--- DATA SHOWN Enclosed Below ---
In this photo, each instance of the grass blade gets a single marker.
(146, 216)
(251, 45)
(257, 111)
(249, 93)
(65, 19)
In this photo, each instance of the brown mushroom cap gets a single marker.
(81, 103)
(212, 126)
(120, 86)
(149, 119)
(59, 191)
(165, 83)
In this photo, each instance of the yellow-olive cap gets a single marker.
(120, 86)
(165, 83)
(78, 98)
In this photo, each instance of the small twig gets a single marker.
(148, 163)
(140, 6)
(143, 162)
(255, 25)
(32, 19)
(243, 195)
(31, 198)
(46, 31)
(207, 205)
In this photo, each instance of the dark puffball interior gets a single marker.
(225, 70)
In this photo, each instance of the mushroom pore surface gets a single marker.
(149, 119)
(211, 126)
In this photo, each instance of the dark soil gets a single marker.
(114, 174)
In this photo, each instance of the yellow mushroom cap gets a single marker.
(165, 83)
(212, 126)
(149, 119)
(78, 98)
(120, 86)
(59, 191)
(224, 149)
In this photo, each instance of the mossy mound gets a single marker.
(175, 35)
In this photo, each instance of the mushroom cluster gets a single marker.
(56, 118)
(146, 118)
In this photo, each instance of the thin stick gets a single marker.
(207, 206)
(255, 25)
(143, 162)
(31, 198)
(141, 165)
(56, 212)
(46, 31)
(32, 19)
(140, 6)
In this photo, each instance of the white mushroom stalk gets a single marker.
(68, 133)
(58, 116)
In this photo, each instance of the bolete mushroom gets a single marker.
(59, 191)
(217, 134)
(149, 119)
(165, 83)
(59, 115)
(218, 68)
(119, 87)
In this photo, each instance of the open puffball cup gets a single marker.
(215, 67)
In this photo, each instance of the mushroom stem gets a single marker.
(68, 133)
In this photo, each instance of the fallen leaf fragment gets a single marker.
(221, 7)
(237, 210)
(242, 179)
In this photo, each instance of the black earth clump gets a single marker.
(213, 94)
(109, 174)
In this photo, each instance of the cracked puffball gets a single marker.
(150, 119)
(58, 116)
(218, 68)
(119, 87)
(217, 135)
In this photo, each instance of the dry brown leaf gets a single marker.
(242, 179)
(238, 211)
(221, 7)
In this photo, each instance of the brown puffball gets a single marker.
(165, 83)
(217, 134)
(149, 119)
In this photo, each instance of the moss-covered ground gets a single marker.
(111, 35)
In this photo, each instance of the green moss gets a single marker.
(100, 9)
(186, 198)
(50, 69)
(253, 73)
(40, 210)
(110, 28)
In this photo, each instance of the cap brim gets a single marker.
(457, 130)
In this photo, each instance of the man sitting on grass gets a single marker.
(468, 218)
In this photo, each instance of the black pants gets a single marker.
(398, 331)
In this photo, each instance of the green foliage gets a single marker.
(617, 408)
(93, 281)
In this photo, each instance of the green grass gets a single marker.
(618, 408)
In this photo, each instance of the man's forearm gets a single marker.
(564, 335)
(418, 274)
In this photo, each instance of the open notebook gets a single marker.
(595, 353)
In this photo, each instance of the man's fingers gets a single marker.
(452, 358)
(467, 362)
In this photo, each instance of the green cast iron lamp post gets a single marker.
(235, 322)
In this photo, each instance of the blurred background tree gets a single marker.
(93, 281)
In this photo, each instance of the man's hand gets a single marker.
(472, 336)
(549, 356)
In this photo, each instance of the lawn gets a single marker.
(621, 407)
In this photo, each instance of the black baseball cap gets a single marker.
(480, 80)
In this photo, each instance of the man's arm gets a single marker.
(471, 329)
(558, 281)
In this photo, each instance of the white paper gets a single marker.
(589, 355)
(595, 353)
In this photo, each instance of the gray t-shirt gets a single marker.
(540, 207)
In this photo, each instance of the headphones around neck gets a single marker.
--- End of Enclosed DATA SHOWN ---
WHAT TO WORK ON: Go through the material above line by line and copy it exactly.

SOLUTION TO THIS PROBLEM:
In this photo, each instance of the grass blade gets a single marker.
(146, 216)
(251, 45)
(257, 111)
(249, 93)
(65, 19)
In this photo, each instance of the brown mushroom cap gets a single marker.
(81, 103)
(212, 126)
(120, 86)
(149, 119)
(59, 191)
(165, 83)
In this photo, each instance of the yellow-olive cap gets a single marker.
(120, 86)
(165, 83)
(78, 98)
In this photo, each instance of the small twig gets a single marker.
(148, 163)
(140, 6)
(143, 162)
(255, 25)
(32, 19)
(243, 195)
(31, 198)
(46, 31)
(207, 205)
In this photo, each instance of the dark puffball interior gets a single marker.
(225, 70)
In this photo, each instance of the mushroom pore surface gets a single marker.
(149, 119)
(211, 126)
In this photo, each instance of the dark soil gets a single marker.
(114, 174)
In this photo, each instance of the yellow mushroom cap gets a single marker.
(165, 83)
(212, 126)
(149, 119)
(78, 98)
(120, 86)
(59, 191)
(224, 149)
In this photo, each instance of the mossy mound gets a single marker.
(175, 35)
In this photo, each instance of the mushroom cluster gets a single marker.
(56, 118)
(146, 118)
In this photo, each instance of the thin stick gets a single marker.
(207, 206)
(255, 25)
(143, 162)
(31, 198)
(141, 165)
(56, 212)
(46, 31)
(32, 19)
(140, 6)
In this photo, each instance of the white mushroom stalk gets a single marker.
(68, 133)
(58, 116)
In this photo, each instance of the bolete mushroom gets a single marker.
(59, 191)
(217, 134)
(149, 119)
(165, 83)
(59, 115)
(218, 68)
(119, 87)
In this photo, each instance of the open puffball cup gets a single marker.
(215, 67)
In this photo, each instance of the mushroom stem gets a single marker.
(68, 133)
In this photo, each instance of the fallen leaf fragment gets a single marker.
(221, 7)
(237, 210)
(242, 179)
In this photo, each instance of the black earth clump gets a single marker.
(213, 94)
(109, 174)
In this photo, each instance of the cracked puffball gets a single marker.
(150, 119)
(58, 116)
(218, 68)
(119, 87)
(217, 135)
In this photo, each instance of the dry brown leaf gets a single marker.
(242, 179)
(238, 211)
(221, 7)
In this photo, each instance of the brown puffball gets a single marker.
(165, 83)
(217, 134)
(149, 119)
In this photo, each instance of the moss-covered ground gets a single marker.
(111, 35)
In this photo, each instance of the green moss gets a single marker.
(100, 9)
(186, 198)
(50, 69)
(253, 73)
(40, 210)
(110, 28)
In this photo, each instance of the cap brim gets a single marker.
(457, 130)
In this photo, each instance of the man sitting on grass gets a single marker.
(468, 218)
In this photo, each instance of the black pants gets a single marker.
(398, 331)
In this photo, each instance of the green foliage gets a single marker.
(617, 408)
(93, 281)
In this photo, each instance of the green grass gets a single marker.
(618, 408)
In this photo, each instance of the man's forearm gets a single marker.
(564, 335)
(418, 274)
In this photo, each instance of the open notebook gets a single marker.
(595, 353)
In this photo, each instance of the man's fingers gets a single marker.
(452, 358)
(467, 362)
In this photo, each instance of the green cast iron lamp post gets a single marker.
(235, 322)
In this photo, each instance of the blurred background tree gets a single marker.
(93, 281)
In this photo, each instance of the man's hand gets a single marker.
(472, 336)
(549, 356)
In this photo, each instance of the lawn gets a single marker.
(621, 407)
In this photo, each instance of the black baseball cap gets a single marker.
(480, 80)
In this photo, each instance of the man's arm gets a single marker.
(471, 329)
(558, 281)
In this photo, each instance of the white paper gets a single marker.
(589, 355)
(595, 353)
In this photo, each instance of the gray t-shirt gets a single marker.
(540, 207)
In this photo, each instance of the headphones around neck gets a single marker.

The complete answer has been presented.